## Task list
1. In the science news excerpt about sildenafil and left-right organ placement, in which journal and with what date did the Harvard and Forsyth findings appear?
2. Carry on the science news excerpt about sildenafil and left-right organ placement, picking up right after its final sentence.

## Exercise text
╔══

A companion commentary, headed "Pulmonary hypertension and the search for the selective pulmonary vasodilator," states that the Lancet paper "adds to growing evidence for the use of sildenafil in patients with primary and secondary pulmonary hypertension." It says that sildenafil "is the best available orally administered selective pulmonary vasodilator."

Primary pulmonary hypertension is a progressive disease that mostly affects young people, is five times more common in women than in men, and has a mean survival of between two and three years from time of diagnosis. Discovery in the 1990s that endothelial-derived relaxing factor was the gas nitric oxide (NO) propelled that once obscure gas to vasodilator par excellence. However, cost and unresolved technical difficulties in delivering inhaled NO have prevented its widespread use and sharpened interest in Viagra, which achieves penile erection by pumping blood to dilate its vessels.

Sildenafil's shortcoming, the commentary noted, is that, unlike NO, it affects systemic blood pressure. In the trial, it dropped in patients receiving sildenafil and prostacyclin (another vasodilator of choice), but not in those who also inhaled NO.

Left-Right Mix-Up Of Internal Organs Starts Earlier Than Thought; Etiology Defined

"Your heart's in the right place" means - colloquially - that you are by nature compassionate or generous. But, of course, hearts belong on the left side of the body. Every year in the U.S., approximately one baby in 8,000 is born with misplaced, laterally defective internal organs. Normal organ sitting is called situs solitus; abnormal, situs inversus. Then there's total scrambling or jumbling of the internal pattern termed situs ambiguus, or heterotaxia. That's bad news.

Researchers at Harvard Medical School and its affiliated Forsyth Institute have discovered a novel molecular mechanism that determines right-left asymmetry in vertebrates. They have also determined that the process through which a fertilized egg begins left-right patterning starts much earlier in embryogenesis than was previously supposed. These findings, in the journal Cell, dated Oct. 4, 2002, have significance for dealing with right or left handedness, mirror-image twins, right vs. left brain dominance and birth defects that position developing organs on the wrong side of the body. Other implications include cancer (a condition in which cells are unable to assume their proper stance) and organ regeneration.

╚══

## Supplied records

╔══

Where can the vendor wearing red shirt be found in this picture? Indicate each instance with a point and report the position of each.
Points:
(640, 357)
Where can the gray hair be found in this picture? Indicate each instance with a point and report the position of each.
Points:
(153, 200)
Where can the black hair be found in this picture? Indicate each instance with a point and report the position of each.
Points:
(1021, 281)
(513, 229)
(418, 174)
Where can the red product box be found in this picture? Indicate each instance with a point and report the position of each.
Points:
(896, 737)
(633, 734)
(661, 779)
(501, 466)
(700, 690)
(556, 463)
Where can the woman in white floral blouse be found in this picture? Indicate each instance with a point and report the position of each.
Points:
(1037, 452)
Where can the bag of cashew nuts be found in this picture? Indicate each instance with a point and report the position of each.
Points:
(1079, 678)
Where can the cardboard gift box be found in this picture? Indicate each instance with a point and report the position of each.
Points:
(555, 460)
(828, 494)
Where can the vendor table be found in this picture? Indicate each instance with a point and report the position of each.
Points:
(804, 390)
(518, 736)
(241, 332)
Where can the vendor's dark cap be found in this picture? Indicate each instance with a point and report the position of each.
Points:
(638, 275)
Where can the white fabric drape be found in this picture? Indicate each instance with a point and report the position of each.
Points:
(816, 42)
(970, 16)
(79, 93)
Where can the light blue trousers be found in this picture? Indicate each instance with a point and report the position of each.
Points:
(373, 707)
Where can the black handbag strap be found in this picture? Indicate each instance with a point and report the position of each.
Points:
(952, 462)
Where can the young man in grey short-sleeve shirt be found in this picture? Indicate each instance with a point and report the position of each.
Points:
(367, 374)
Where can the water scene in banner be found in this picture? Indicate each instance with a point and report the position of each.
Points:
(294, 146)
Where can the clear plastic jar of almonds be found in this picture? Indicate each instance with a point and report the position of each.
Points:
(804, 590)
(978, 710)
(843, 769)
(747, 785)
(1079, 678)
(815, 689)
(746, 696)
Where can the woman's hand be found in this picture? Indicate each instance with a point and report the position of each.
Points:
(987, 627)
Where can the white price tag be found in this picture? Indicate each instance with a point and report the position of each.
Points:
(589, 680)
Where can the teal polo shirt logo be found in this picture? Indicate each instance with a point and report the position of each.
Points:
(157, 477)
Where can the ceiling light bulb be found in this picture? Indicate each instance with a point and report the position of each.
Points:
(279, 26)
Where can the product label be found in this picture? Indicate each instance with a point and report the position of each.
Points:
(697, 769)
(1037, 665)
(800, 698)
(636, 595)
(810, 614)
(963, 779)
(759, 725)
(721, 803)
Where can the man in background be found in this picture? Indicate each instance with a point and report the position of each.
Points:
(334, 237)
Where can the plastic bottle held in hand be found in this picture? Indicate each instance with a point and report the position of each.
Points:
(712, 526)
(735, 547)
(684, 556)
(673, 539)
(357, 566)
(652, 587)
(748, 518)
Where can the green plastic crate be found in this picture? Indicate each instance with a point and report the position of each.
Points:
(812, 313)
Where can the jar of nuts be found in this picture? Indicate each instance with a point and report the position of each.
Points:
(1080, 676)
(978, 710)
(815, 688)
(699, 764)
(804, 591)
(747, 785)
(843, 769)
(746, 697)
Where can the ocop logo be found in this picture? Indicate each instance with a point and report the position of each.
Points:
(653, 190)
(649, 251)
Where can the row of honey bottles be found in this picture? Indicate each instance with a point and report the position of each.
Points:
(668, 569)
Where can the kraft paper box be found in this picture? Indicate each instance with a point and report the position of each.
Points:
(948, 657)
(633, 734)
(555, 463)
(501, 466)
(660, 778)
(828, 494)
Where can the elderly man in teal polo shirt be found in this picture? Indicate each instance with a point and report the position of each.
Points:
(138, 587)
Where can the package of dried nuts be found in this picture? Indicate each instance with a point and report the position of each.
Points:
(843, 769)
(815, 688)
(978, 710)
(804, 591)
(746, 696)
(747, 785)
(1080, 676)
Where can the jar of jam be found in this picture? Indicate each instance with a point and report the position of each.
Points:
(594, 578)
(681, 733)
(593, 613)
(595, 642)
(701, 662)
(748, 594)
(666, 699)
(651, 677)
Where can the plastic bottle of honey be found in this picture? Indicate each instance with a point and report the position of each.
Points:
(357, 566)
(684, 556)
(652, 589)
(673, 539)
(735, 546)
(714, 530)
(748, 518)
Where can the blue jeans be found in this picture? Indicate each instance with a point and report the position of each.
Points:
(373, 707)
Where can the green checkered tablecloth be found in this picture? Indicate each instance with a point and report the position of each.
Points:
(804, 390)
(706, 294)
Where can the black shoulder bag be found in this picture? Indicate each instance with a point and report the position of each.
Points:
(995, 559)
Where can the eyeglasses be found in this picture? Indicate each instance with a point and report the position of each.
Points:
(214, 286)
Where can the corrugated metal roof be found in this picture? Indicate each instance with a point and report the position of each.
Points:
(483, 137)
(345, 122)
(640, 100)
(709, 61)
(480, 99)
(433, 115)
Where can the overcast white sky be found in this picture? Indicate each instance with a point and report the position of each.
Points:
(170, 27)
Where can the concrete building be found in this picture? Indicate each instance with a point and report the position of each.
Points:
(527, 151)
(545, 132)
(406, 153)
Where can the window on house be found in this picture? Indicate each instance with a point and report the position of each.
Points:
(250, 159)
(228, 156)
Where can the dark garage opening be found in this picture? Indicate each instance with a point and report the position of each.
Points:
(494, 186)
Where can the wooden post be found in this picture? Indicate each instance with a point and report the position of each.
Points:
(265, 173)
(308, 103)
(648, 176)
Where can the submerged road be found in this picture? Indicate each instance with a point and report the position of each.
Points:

╚══
╔══

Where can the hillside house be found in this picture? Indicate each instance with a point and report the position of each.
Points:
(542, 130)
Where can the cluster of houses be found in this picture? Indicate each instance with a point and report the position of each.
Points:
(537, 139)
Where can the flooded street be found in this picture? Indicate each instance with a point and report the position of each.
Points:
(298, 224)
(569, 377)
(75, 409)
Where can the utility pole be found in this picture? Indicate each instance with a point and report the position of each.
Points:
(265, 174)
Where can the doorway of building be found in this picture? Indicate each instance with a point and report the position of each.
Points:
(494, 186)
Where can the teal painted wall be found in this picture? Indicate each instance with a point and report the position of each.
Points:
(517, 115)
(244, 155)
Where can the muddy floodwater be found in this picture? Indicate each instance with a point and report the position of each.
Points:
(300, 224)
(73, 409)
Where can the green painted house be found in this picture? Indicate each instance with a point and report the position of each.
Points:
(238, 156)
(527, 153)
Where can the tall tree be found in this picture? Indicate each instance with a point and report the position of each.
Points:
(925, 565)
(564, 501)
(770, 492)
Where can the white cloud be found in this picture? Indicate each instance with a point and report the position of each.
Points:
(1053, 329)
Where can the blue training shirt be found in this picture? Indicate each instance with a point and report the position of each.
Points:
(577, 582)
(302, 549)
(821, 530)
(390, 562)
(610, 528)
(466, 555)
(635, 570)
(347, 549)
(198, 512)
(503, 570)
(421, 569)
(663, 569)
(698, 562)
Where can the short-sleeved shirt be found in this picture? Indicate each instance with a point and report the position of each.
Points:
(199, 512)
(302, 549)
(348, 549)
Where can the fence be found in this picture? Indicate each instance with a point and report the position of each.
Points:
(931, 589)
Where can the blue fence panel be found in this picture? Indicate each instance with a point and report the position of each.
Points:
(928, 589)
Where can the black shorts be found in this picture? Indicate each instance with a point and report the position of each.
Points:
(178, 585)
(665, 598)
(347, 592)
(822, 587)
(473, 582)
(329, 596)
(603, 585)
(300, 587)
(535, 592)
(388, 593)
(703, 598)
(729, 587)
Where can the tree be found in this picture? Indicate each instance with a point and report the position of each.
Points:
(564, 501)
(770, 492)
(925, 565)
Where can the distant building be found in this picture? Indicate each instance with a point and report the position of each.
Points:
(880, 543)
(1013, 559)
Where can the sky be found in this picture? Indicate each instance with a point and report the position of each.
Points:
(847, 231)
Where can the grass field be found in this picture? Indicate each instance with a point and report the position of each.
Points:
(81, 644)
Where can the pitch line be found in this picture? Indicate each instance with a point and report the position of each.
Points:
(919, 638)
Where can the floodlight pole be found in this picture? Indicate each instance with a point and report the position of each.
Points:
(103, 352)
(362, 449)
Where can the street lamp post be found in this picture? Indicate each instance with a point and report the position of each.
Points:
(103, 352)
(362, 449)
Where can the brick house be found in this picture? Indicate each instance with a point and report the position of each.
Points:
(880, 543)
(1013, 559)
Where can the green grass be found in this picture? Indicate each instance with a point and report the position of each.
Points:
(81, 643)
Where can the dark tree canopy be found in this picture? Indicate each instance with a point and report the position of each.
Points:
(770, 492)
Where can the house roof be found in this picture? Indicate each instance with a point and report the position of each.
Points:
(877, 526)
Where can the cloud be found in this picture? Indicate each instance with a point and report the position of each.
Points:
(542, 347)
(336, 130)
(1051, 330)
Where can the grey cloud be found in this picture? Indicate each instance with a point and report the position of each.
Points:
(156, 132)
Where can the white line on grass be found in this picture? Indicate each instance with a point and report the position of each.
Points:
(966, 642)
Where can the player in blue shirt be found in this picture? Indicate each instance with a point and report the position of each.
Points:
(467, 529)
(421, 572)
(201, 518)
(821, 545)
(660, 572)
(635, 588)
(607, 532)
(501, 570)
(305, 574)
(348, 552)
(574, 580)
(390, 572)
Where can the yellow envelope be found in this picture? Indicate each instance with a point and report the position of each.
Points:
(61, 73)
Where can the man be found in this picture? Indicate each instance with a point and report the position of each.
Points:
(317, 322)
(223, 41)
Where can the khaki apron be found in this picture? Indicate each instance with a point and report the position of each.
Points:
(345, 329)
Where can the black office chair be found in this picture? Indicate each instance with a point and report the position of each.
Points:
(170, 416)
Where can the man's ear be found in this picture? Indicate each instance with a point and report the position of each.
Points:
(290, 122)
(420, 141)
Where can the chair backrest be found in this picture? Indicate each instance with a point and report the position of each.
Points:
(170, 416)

╚══

## Answer set
1. They appeared in the journal Cell, dated Oct. 4, 2002.

2.
The paper in Cell is titled: "Asymmetries in H-K+-ATPase and cell membrane potentials comprise a very early step in left-right patterning." Its co-authors show that a proton/potassium ATPase functions within hours of fertilization to generate left-right asymmetry in Xenopus (clawed-frog) embryos.

The report's senior author called the study "a major breakthrough tracing the origins of left-right organization to the very first stages of embryonic development and implicating a regulatory mechanism heretofore unrecognized for its significance in this context: the control of ions moving across cell membranes by the so-called H-K+-ATPase."

Salvaging Ovaries From Deceased Females May Perpetuate Their Viability In Surrogate Parents

When a female animal dies, her ovaries may live on, as it were, if they are grafted onto tissues in another animal. Australian physiologists transplanted ovarian tissue from mice onto the kidneys of live female and male rats. Later, they harvested eggs from the transplant, fertilized them in vitro, then implanted the potential embryos into foster mice. These surrogate mothers gave birth to pups that were fertile. This experiment provided some of the first evidence to date that eggs from xenografted tissue can grow. Unclear, however, was whether the embryos obtained specifically from the male rats were viable.

A one-page "Brevia" paper in Science dated Sept. 27, 2002, reports the feat under the title: "Generation of live young from xenografted mouse ovaries." Its authors point out, "Although this strategy could potentially be applied to humans, its use in human-assisted reproduction should be considered with caution."

On the other hand, they added, "It may be possible to collect ovarian tissue from other living animals, or salvage it from recently deceased animals to subsequently aid in the propagation of rare and endangered species."